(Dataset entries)
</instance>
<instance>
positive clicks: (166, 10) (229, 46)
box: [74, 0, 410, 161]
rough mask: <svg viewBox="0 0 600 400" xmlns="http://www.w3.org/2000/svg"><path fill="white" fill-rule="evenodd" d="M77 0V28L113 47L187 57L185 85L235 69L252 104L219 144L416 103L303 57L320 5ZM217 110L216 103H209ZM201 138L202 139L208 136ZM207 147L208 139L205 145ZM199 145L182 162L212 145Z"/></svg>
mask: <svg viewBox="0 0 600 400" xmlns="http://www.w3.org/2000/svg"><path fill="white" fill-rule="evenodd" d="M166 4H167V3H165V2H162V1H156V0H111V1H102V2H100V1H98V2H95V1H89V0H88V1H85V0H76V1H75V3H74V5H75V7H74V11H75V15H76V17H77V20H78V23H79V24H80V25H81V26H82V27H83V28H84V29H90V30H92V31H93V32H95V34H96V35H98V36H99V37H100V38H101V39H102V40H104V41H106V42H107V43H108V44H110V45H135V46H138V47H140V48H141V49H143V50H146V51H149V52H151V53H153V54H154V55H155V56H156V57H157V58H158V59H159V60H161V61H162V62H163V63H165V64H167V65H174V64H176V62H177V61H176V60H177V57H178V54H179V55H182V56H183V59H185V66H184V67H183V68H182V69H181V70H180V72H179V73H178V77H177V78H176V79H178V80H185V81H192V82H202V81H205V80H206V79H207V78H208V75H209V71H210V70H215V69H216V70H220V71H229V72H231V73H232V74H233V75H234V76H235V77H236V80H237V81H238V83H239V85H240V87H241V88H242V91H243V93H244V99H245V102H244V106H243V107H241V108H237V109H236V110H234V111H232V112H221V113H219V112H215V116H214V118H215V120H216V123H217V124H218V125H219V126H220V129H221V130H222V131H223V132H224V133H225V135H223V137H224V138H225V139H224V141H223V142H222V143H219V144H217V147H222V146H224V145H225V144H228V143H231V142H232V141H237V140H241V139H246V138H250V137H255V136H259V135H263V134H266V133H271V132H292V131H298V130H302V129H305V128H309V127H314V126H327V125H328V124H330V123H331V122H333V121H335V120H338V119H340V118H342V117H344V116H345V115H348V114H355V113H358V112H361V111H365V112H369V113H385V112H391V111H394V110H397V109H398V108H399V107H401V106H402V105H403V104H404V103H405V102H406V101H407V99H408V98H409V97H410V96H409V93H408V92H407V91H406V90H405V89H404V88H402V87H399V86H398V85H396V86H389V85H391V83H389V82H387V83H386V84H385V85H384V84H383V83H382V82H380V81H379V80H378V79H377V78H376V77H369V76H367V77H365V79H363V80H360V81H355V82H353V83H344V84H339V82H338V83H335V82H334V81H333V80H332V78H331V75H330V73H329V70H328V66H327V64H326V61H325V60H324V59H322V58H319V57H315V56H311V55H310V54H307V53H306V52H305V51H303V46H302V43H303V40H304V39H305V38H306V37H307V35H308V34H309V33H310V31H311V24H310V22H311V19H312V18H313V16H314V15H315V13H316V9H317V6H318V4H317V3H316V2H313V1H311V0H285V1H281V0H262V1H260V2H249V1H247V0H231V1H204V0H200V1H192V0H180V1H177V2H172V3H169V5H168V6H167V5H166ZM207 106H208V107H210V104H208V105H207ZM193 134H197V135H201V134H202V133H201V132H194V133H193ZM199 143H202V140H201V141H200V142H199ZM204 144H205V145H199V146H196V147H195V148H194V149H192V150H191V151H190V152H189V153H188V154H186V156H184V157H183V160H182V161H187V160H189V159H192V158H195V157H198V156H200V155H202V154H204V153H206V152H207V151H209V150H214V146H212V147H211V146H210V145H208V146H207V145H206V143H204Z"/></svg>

* _EXERCISE REQUIREMENTS_
Reproduce all of the entries word for word.

* _SOLUTION FOR THIS EXERCISE_
</instance>
<instance>
positive clicks: (166, 10) (229, 46)
box: [74, 0, 410, 161]
rough mask: <svg viewBox="0 0 600 400" xmlns="http://www.w3.org/2000/svg"><path fill="white" fill-rule="evenodd" d="M77 0V28L113 47L187 57L185 85L235 69L252 104L219 144L416 103L303 57L320 5ZM217 110L216 103H209ZM201 138L202 139L208 136ZM207 147L208 139L205 145ZM199 145L182 162L212 145Z"/></svg>
mask: <svg viewBox="0 0 600 400" xmlns="http://www.w3.org/2000/svg"><path fill="white" fill-rule="evenodd" d="M166 4H167V3H165V2H162V1H156V0H111V1H102V2H100V1H98V2H95V1H89V0H88V1H85V0H76V1H75V3H74V5H75V7H74V11H75V15H76V17H77V20H78V23H79V24H80V25H81V26H82V27H83V28H84V29H90V30H92V31H93V32H95V34H96V35H98V36H99V37H100V38H101V39H102V40H104V41H106V42H107V43H108V44H110V45H135V46H138V47H140V48H141V49H143V50H146V51H149V52H151V53H153V54H154V55H155V56H156V57H157V58H158V59H159V60H161V61H162V62H163V63H165V64H167V65H174V64H176V62H177V61H176V60H177V57H178V54H179V55H182V56H183V59H185V66H184V67H183V68H182V69H181V70H180V72H179V73H178V77H177V78H176V79H178V80H185V81H192V82H202V81H205V80H206V79H207V78H208V75H209V71H210V70H215V69H216V70H220V71H229V72H231V73H232V74H233V75H234V76H235V77H236V80H237V81H238V83H239V85H240V87H241V88H242V91H243V93H244V99H245V102H244V106H243V107H241V108H237V109H236V110H234V111H232V112H221V113H219V112H215V116H214V118H215V120H216V123H217V124H218V125H219V126H220V129H221V130H222V131H223V132H224V133H225V135H223V137H224V138H225V139H224V141H223V142H222V143H219V144H217V147H222V146H224V145H225V144H228V143H231V142H232V141H237V140H241V139H246V138H250V137H255V136H259V135H263V134H266V133H271V132H292V131H298V130H302V129H305V128H309V127H314V126H327V125H328V124H330V123H331V122H333V121H335V120H338V119H340V118H342V117H344V116H345V115H348V114H355V113H358V112H361V111H365V112H369V113H385V112H391V111H394V110H397V109H398V108H399V107H401V106H402V105H403V104H404V103H405V102H406V101H407V99H408V98H409V97H410V96H409V93H408V92H407V91H406V90H405V89H404V88H402V87H399V86H398V85H396V86H389V85H391V83H389V82H387V83H386V84H385V85H384V84H383V83H382V82H380V81H379V80H378V79H377V78H376V77H369V76H367V77H365V79H363V80H360V81H355V82H353V83H344V84H339V82H338V83H335V82H334V81H333V80H332V78H331V75H330V73H329V70H328V66H327V64H326V61H325V60H324V59H322V58H319V57H315V56H311V55H310V54H307V53H306V52H305V51H303V46H302V43H303V40H304V39H305V38H306V37H307V35H308V34H309V33H310V31H311V24H310V22H311V19H312V18H313V16H314V15H315V13H316V9H317V6H318V4H317V3H316V2H313V1H311V0H285V1H281V0H262V1H260V2H249V1H247V0H231V1H204V0H200V1H192V0H180V1H177V2H172V3H169V5H168V6H167V5H166ZM207 106H208V107H210V104H208V105H207ZM193 134H197V135H201V134H202V133H201V132H194V133H193ZM199 143H202V140H201V141H200V142H199ZM204 144H205V145H199V146H196V147H195V148H194V149H192V150H191V151H190V152H189V153H188V154H186V156H184V157H183V160H182V161H187V160H189V159H192V158H195V157H198V156H200V155H202V154H204V153H206V152H207V151H209V150H214V146H212V147H211V146H210V145H208V146H207V145H206V143H204Z"/></svg>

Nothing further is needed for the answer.